* Required action:
Every record must be reproduced exactly. Leave none out.
[[ Exercise data, beginning ]]
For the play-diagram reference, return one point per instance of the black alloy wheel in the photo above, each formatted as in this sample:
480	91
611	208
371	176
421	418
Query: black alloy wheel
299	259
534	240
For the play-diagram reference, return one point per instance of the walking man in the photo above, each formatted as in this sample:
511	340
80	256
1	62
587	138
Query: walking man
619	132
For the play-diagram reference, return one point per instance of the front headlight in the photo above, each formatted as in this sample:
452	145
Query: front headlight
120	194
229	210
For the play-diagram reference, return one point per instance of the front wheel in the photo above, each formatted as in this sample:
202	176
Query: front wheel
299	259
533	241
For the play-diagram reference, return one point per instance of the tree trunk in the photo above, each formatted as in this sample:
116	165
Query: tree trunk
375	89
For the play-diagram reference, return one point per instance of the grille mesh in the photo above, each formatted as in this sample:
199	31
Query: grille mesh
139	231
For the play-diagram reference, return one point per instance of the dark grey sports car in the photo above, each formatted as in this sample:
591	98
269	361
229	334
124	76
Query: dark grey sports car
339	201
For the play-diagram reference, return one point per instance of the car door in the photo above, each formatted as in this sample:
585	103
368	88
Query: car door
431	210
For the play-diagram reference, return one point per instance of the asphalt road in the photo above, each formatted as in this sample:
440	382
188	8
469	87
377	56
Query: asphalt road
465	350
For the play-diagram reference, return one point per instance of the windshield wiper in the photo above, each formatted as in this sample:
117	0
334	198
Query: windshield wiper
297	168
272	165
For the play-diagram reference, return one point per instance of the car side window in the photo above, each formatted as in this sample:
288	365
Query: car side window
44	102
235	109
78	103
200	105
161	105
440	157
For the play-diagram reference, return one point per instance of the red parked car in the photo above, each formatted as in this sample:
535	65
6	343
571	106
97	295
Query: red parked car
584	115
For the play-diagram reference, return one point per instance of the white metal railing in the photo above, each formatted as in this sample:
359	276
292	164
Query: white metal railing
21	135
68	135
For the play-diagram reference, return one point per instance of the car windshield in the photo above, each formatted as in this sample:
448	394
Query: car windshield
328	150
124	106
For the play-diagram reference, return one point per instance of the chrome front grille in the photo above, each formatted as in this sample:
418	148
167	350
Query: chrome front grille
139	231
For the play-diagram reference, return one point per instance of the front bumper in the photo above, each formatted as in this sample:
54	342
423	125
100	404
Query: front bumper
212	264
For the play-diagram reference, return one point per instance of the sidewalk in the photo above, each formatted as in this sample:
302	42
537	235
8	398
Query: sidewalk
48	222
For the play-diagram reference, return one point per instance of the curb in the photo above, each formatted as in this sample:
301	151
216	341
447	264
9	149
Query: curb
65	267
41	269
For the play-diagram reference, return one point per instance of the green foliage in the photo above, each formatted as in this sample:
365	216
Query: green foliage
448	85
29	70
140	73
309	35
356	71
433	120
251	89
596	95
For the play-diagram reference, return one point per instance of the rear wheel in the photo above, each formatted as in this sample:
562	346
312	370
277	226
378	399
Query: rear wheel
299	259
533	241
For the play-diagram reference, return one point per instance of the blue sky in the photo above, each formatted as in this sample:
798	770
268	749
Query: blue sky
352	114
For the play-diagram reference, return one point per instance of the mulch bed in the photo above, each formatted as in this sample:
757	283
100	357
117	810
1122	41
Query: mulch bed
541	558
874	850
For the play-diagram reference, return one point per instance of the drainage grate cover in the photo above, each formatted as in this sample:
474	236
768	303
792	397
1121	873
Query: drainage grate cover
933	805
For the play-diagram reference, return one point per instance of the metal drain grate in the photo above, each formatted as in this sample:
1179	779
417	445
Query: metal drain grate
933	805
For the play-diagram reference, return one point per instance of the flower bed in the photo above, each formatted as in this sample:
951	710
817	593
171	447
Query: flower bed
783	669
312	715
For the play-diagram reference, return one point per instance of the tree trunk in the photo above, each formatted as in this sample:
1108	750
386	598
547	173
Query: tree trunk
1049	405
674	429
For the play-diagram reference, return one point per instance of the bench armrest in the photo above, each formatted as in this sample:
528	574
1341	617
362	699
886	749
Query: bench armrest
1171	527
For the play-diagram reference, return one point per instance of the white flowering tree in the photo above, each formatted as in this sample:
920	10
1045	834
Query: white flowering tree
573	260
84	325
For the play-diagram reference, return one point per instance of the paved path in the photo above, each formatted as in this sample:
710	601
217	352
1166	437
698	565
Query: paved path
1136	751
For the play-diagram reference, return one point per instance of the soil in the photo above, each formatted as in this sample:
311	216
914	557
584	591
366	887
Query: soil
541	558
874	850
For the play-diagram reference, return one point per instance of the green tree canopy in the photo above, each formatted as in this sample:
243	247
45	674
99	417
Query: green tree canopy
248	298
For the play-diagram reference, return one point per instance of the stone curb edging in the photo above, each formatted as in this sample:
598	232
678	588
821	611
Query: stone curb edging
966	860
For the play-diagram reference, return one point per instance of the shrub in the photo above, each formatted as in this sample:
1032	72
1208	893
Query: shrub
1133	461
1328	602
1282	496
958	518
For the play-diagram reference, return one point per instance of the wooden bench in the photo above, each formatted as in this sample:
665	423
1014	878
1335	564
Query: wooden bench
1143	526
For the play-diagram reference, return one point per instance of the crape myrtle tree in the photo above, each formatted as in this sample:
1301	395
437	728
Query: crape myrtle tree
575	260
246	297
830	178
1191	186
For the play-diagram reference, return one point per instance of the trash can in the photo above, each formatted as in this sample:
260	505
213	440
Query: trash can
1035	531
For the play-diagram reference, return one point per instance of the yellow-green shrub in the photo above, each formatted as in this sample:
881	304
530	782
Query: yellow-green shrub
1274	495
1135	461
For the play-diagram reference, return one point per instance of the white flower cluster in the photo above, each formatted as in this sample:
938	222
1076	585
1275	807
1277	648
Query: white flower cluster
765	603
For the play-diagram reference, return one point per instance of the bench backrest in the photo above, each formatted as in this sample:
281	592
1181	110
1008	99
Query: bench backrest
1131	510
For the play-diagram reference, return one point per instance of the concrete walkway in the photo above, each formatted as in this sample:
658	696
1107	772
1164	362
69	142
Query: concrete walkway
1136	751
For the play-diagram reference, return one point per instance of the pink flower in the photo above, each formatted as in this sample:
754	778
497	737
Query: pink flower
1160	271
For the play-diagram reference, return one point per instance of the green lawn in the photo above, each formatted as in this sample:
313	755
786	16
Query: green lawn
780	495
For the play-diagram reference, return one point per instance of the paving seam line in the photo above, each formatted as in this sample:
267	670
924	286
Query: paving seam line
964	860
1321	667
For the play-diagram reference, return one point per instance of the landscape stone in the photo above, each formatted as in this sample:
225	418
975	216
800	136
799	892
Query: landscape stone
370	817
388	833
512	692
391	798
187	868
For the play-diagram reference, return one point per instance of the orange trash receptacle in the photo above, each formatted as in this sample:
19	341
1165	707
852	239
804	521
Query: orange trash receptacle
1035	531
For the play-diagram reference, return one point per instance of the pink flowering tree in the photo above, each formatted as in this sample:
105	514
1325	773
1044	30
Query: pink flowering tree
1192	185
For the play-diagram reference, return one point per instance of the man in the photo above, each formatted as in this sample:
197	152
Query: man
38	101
[[ Exercise data, end ]]
* Exercise result:
For the play-diagram reference, return one point per instance of the black alloy wheel in the photo above, each formatted as in this sample:
480	91
611	208
371	176
421	418
Query: black alloy wheel
299	259
534	240
For the play-diagram reference, return one point per instance of the walking man in the photo above, each formatted as in this sample:
511	340
80	256
1	62
587	138
Query: walking man
619	132
For the play-diagram reference, return one point per instance of the front headlight in the photo above, each formatted as in this sample:
452	145
Query: front headlight
120	194
229	210
For the play-diagram reference, return one point per instance of the front wheel in the photo above, each formatted as in this sample:
202	176
Query: front wheel
299	259
533	241
For the play-diagram reference, return one point per instance of the tree trunk in the photo above, each formatted as in this sample:
116	165
Query: tree trunk
375	89
For the play-diagram reference, return one point per instance of the grille mesh in the photo above, each formatted as in this sample:
199	31
Query: grille mesh
139	231
For the play-diagram reference, return one point per instance of the dark grey sports car in the photo above, each formatted as in this sample:
591	98
269	361
229	334
124	76
Query: dark grey sports car
339	201
For the play-diagram reference, return one point per instance of the car door in the photo above, each formatted as in this sample:
585	103
368	88
Query: car door
431	210
For the play-diagram reference, return one point per instance of the asphalt road in the photo above, each formatted as in this sample:
440	382
188	8
469	87
377	56
Query: asphalt road
465	350
For the play-diagram reference, return one point per instance of the windshield wiper in the photo above, each formatted as in this sample:
117	0
334	198
Query: windshield wiper
297	168
272	165
For the play-diagram reference, return one point per instance of the car side window in the photo above, each formatted as in this sample:
288	365
Query: car side window
44	102
235	109
78	103
200	105
161	105
440	157
For the play-diagram reference, return one point per instance of the red parked car in the photo above, each formatted as in this sample:
535	65
6	343
571	106
97	295
Query: red parked car
584	115
For the play-diagram reference, return one point per instance of the white metal railing in the photo above, each formatted as in this sample:
359	276
292	164
Query: white metal railing
21	135
68	135
For the play-diagram reference, return one point per instance of the car windshield in the photo above, each formatted as in this sample:
448	394
Query: car windshield
328	150
124	106
For the play-diagram reference, return one point per instance of the chrome front grille in the photo above, each formatted as in this sample:
418	148
167	350
Query: chrome front grille
139	231
For the play-diagram reference, return one point per instance of the front bumper in the photo above, each formatted as in this sample:
54	342
423	125
100	404
Query: front bumper
212	264
For the play-diagram reference, return one point per instance of the sidewalk in the photo above, each formatted as in this sample:
302	42
537	235
8	398
Query: sidewalk
48	222
For the play-diagram reference, return one point per instance of the curb in the photo above, each formatted as in this sample:
301	151
216	341
447	264
9	149
Query: curb
65	267
41	269
For the play-diagram reference, return one point per instance of the green foliage in the photo above, each formatted as in this sample:
365	216
Query: green foliage
448	85
29	70
140	73
309	35
356	71
433	120
251	89
596	95
For the play-diagram reference, return one point per instance of the rear wheel in the photo above, each formatted as in this sample:
562	346
312	370
277	226
378	399
Query: rear wheel
299	259
533	241
For the play-diagram reference, return one point per instance of the blue sky in the photo above, each formatted as in this sample:
798	770
268	749
Query: blue sky
352	114
For the play-diagram reference, return one point per instance of the mulch bed in the photo above, each formatted as in this sample:
757	283
100	357
117	810
1122	41
Query: mulch bed
541	558
874	850
For the play-diagram reference, return one point per instance of the drainage grate cover in the photo above, each formatted as in this sample:
474	236
768	303
792	397
1121	873
Query: drainage grate cover
933	805
For the play-diagram reference, return one point per instance of the metal drain grate in the photo above, each formatted as in this sample:
1179	779
417	445
Query: metal drain grate
933	805
For the play-diagram reference, return one point per instance of the flower bed in the photo above, each formatted as in this sample:
951	710
817	593
171	447
Query: flower bed
783	669
312	715
For the play-diagram reference, return one point per instance of the tree trunk in the photo above, each formatted as in this sample:
1108	750
386	598
547	173
Query: tree trunk
1049	405
674	429
For the play-diagram reference, return one point per instance of the bench armrest in the photo above, each formatted as in this sample:
528	574
1341	617
362	699
886	749
Query: bench armrest
1171	527
For the play-diagram reference, return one point per instance of the white flowering tree in the photo above, each formatted as in this sample:
920	10
1045	834
Query: white flowering tree
573	260
84	325
For the play-diagram reference, return one point per instance of the paved path in the photo above, each formatted as in this sample:
710	601
217	352
1166	437
698	565
Query: paved path
1136	751
For the play-diagram reference, return one point per instance of the soil in the photo above, each formatted as in this sample:
311	216
914	557
584	591
366	887
Query: soil
541	558
874	850
For the play-diagram reference, return one point per instance of the green tree canopy in the photo above, each formatted as in this sample:
243	247
45	674
99	417
Query: green tree canopy
248	298
For the play-diagram reference, return one point per instance of the stone curb edging in the photo above, each formatted as in this sample:
598	232
678	588
821	611
Query: stone curb edging
966	860
For the play-diagram reference, return one point per instance of the shrub in the photo above, each formatted as in this sample:
1032	72
1208	893
Query: shrub
1133	461
1328	602
1282	496
958	518
For the play-diagram reference, return one point per instance of the wooden bench in the photo above, each formatted as in this sample:
665	423
1014	878
1335	564
Query: wooden bench
1143	526
For the play-diagram reference, return one point per instance of the crape myrtle tree in the photo above, each formatted as in this sample:
1301	395
437	728
Query: crape myrtle tree
575	260
246	297
830	178
1191	186
For the play-diagram reference, return one point per instance of the trash can in the photo above, each formatted as in this sample:
260	505
213	440
Query: trash can
1035	531
For the play-diagram reference, return one point per instance of the yellow-green shrub in the photo above, each formatted as in this sample:
881	304
530	782
Query: yellow-green shrub
1274	495
1135	461
For the play-diagram reference, return one point per instance of the white flower cluster in the photo above, each formatted as in this sample:
938	222
1076	585
1275	807
1277	648
Query: white flower cluster
765	603
For the play-diagram reference, return one point per instance of the bench backrest in the photo above, each formatted as in this sample:
281	592
1181	110
1008	99
Query: bench backrest
1131	510
For the play-diagram reference, return one point per instance of the concrete walkway in the photo above, each formatted as in this sample:
658	696
1107	772
1164	362
69	142
Query: concrete walkway
1136	751
For the play-diagram reference, return one point per instance of the pink flower in the photo above, each formatted as in this sample:
754	778
497	737
Query: pink flower
1160	271
For the play-diagram reference, return one point per instance of the green lawn in the photo above, each formatted as in this sample:
313	755
786	16
Query: green lawn
780	495
For the play-diagram reference, return one point per instance of the paving seam line in the photo above, each formatted as in this sample:
267	670
924	286
Query: paving seam line
964	860
1321	667
For the play-diagram reference, return one point per instance of the landscape stone in the photo above, each formatted as in this sample:
225	418
975	216
800	136
799	892
Query: landscape stone
370	817
388	833
512	692
391	798
187	868
For the play-diagram reference, return one point per instance of the orange trash receptacle in the photo above, each formatted as in this sample:
19	341
1165	707
852	239
804	521
Query: orange trash receptacle
1035	531
For the play-diagram reference, return one point per instance of the pink flowering tree in the photo above, each formatted as in this sample:
105	514
1325	773
1044	30
Query: pink flowering tree
1192	185
For the play-diagram reference, return one point per instance of the man in the photo above, each formatted as in this sample:
197	152
Query: man
38	101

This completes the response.